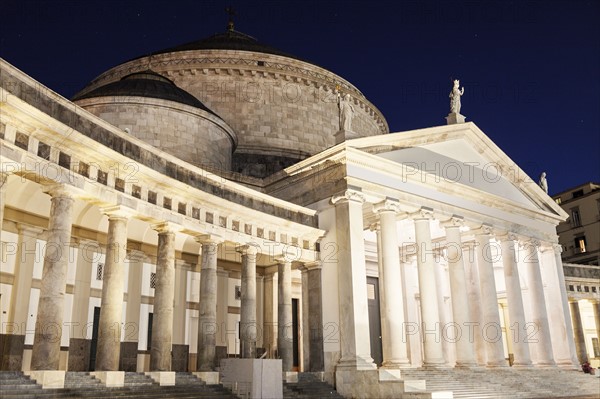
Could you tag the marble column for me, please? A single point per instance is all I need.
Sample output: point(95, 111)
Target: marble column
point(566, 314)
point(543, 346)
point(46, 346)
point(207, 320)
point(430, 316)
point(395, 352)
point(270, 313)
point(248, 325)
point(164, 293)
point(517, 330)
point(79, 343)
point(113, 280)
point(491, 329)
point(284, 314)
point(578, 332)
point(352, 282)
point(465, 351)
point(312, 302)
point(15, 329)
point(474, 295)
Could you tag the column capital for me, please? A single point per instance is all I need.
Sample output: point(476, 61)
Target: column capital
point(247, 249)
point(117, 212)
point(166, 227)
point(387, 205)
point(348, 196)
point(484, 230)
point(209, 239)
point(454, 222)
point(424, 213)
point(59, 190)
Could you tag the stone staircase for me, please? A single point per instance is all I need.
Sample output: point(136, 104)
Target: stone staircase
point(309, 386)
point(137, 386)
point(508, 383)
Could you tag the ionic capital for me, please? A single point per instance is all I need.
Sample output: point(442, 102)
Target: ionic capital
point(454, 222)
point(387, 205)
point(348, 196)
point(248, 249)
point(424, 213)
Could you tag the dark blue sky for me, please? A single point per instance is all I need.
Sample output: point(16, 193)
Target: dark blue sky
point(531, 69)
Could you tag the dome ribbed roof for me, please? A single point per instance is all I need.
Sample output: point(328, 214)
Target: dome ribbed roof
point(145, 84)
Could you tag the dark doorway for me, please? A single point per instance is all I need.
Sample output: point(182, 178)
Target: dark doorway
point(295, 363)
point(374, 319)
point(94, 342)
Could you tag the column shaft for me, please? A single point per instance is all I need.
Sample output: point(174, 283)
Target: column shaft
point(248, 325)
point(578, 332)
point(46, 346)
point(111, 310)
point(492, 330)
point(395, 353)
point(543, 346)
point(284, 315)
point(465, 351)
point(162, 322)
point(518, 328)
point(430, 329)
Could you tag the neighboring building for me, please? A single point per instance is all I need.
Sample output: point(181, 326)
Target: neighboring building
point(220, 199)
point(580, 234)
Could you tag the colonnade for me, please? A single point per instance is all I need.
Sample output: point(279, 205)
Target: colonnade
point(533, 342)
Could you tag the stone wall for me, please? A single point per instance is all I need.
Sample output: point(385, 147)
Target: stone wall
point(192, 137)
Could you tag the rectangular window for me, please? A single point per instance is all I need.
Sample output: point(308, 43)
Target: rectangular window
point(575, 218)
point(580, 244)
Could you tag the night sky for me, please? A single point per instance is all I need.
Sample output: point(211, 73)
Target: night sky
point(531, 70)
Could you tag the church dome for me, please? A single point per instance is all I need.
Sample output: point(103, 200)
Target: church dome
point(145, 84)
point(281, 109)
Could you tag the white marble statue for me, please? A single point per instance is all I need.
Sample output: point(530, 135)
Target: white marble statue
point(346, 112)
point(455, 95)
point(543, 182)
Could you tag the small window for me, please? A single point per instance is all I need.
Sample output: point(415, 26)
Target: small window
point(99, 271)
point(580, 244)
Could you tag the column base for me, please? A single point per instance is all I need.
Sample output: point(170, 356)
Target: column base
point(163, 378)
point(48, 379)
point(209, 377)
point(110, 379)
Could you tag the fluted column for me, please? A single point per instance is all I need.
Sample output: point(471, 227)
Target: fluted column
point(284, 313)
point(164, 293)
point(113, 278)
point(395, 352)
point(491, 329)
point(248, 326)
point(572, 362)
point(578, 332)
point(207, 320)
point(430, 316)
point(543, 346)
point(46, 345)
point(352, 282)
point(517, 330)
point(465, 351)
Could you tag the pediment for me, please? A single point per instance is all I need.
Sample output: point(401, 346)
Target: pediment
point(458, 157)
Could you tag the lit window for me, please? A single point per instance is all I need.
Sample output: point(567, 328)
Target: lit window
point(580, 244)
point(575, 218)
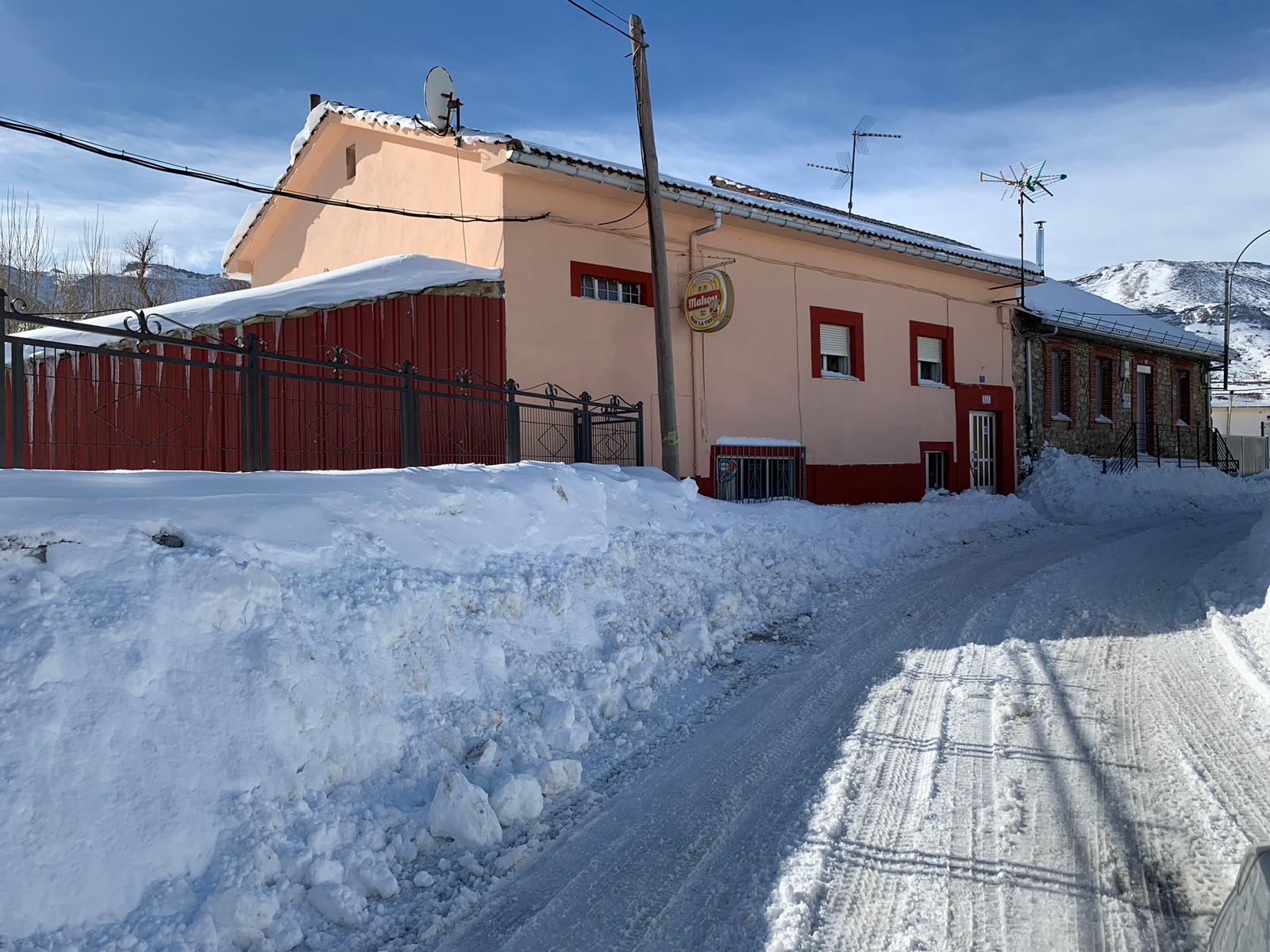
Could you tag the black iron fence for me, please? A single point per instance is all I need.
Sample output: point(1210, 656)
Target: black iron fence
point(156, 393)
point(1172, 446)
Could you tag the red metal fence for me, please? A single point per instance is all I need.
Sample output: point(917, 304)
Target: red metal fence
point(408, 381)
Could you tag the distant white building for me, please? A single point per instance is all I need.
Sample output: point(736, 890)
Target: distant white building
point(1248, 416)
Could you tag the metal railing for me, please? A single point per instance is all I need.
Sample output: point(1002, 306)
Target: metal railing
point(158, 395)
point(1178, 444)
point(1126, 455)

________________________

## What the exercise asks:
Each entry should appear again exactly as written, pictures excluded.

## Problem solution:
Could you tag the marble column for me, please? A single point per instance is all I need.
Sample output: point(95, 111)
Target: marble column
point(566, 314)
point(543, 346)
point(46, 346)
point(207, 320)
point(430, 316)
point(395, 352)
point(270, 313)
point(248, 325)
point(164, 293)
point(517, 330)
point(79, 343)
point(113, 280)
point(491, 329)
point(284, 314)
point(578, 332)
point(352, 282)
point(465, 351)
point(312, 302)
point(15, 329)
point(474, 295)
Could you tag the column capital for me, please? A single point per instance is all I need.
Sample output: point(476, 61)
Target: column capital
point(247, 249)
point(117, 212)
point(166, 227)
point(387, 205)
point(348, 196)
point(484, 230)
point(209, 239)
point(454, 222)
point(424, 213)
point(59, 190)
Could you tag the stone staircase for me, please? A single point per instance is all I need.
Sample output: point(136, 104)
Target: stone staircase
point(309, 386)
point(137, 386)
point(508, 383)
Could you tag the ionic capital for me, please? A single point per instance is all I need.
Sample output: point(442, 102)
Target: ionic capital
point(454, 222)
point(387, 205)
point(348, 196)
point(248, 249)
point(424, 213)
Could you tag the dark blue sky for me, please? A single point per instance is all I need.
Sample output: point(16, 193)
Target: dark blue sky
point(531, 69)
Could you tag the dome ribbed roof for me, please? A single point per instance is all I need.
Sample output: point(328, 214)
Target: dome ribbed roof
point(145, 84)
Could you tag the dark doorway for me, please? A single point per instance is all I need.
Sample output: point(182, 178)
Target: dark doorway
point(295, 363)
point(374, 319)
point(94, 342)
Could you tag the column shaft for me, please? A single point per instance is all I need.
Sample output: point(174, 283)
Target: column shaft
point(248, 325)
point(578, 332)
point(46, 346)
point(111, 310)
point(492, 330)
point(395, 353)
point(543, 346)
point(284, 315)
point(465, 351)
point(162, 322)
point(518, 328)
point(430, 329)
Could you tag the neighboring building for me, please? A single point per instance is all I need.
Sample output: point(181, 326)
Target: neighboring building
point(220, 199)
point(580, 234)
Could you tag the colonnade for me, please? A single point per instance is all I need.
Sample output: point(279, 205)
Target: colonnade
point(533, 342)
Could you tag the stone wall for me, please? A single point per instance is all I need.
Sample output: point(385, 147)
Target: stone wall
point(192, 137)
Could you tag the rectangular window for me, please? A single point per instance is all I need.
Sample output: point(308, 43)
Target: rectangular window
point(575, 218)
point(580, 244)
Could you tag the night sky for me, please? A single point per instance is all I need.
Sample output: point(211, 73)
Target: night sky
point(531, 70)
Could you tag the church dome for me, please? A single point per instance is all I need.
Sample output: point(103, 200)
Target: church dome
point(145, 84)
point(281, 109)
Could you tag the white marble statue for me, please? A single point per instance is all I need.
Sample output: point(530, 135)
Target: white marble statue
point(346, 112)
point(455, 95)
point(543, 182)
Could you tag the small window for me, please? A single point per instance is all I need.
Sample output: point(415, 26)
Target: small window
point(99, 271)
point(580, 244)
Could you tag the column base for me, please? A single point per instance is all I need.
Sample output: point(170, 356)
Target: column base
point(163, 378)
point(48, 379)
point(209, 377)
point(110, 379)
Could you tag the fluted column for me, please? A single point per instance is all I need.
Sample output: point(471, 227)
Target: fluted column
point(284, 313)
point(164, 293)
point(113, 278)
point(395, 352)
point(491, 329)
point(248, 326)
point(572, 362)
point(578, 332)
point(207, 320)
point(430, 316)
point(543, 346)
point(46, 345)
point(352, 282)
point(517, 330)
point(465, 351)
Could you tag the pediment for me, please? A single point per instance is all I need.
Sample output: point(401, 346)
Target: pediment
point(458, 157)
Could you tag the lit window for me, please? A single point per instance is all I need.
Sample output: point(567, 328)
Target: lit window
point(580, 244)
point(575, 218)
Could you tag the black iron fence for me, please? A single point per instance is all I need.
Sample output: point(1210, 656)
Target: black iron fence
point(156, 393)
point(1172, 446)
Could you tag the red metal fence for me, please? A single point per instance is all I need.
Sample output: point(917, 304)
Target: red metal fence
point(408, 381)
Could you tag the distant white building for me, please? A single point per instance is all I need.
Sample output: point(736, 890)
Target: distant white building
point(1248, 416)
Could you tag the metal railing for me, please? A single point per instance is all I need.
Sample output: point(1002, 306)
Target: metal railing
point(158, 395)
point(1178, 444)
point(1126, 455)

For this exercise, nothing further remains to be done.